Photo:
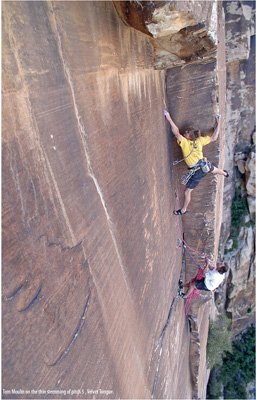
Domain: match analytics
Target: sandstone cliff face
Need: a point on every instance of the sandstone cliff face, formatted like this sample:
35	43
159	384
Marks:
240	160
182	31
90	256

---

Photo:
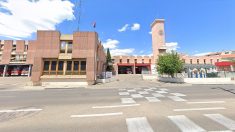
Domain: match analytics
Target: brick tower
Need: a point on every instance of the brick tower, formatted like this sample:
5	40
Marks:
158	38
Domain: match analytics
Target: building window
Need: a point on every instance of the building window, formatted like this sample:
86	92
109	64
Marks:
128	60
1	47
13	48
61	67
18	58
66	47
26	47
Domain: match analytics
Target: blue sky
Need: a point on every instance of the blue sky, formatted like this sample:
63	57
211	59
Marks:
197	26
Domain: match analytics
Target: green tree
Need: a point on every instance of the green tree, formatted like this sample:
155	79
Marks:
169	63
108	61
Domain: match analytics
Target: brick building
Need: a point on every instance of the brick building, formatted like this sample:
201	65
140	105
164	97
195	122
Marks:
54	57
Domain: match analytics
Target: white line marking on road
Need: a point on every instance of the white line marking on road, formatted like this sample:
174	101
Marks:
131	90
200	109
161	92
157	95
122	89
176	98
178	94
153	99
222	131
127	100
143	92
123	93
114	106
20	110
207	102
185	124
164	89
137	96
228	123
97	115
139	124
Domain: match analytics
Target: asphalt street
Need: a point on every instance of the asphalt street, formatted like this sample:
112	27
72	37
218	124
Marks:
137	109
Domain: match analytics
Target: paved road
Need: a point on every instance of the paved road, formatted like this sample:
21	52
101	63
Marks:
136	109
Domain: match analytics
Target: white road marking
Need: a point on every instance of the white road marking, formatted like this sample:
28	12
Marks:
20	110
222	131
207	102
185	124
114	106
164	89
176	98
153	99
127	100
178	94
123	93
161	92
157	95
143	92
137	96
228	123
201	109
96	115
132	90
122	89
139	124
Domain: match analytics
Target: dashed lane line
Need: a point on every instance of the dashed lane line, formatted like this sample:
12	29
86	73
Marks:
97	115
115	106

HOW TO COMPLETE THIS TASK: For the listing above, give the number of lines that contain the string "green" and nothing else.

OUTPUT OF THE TASK: 2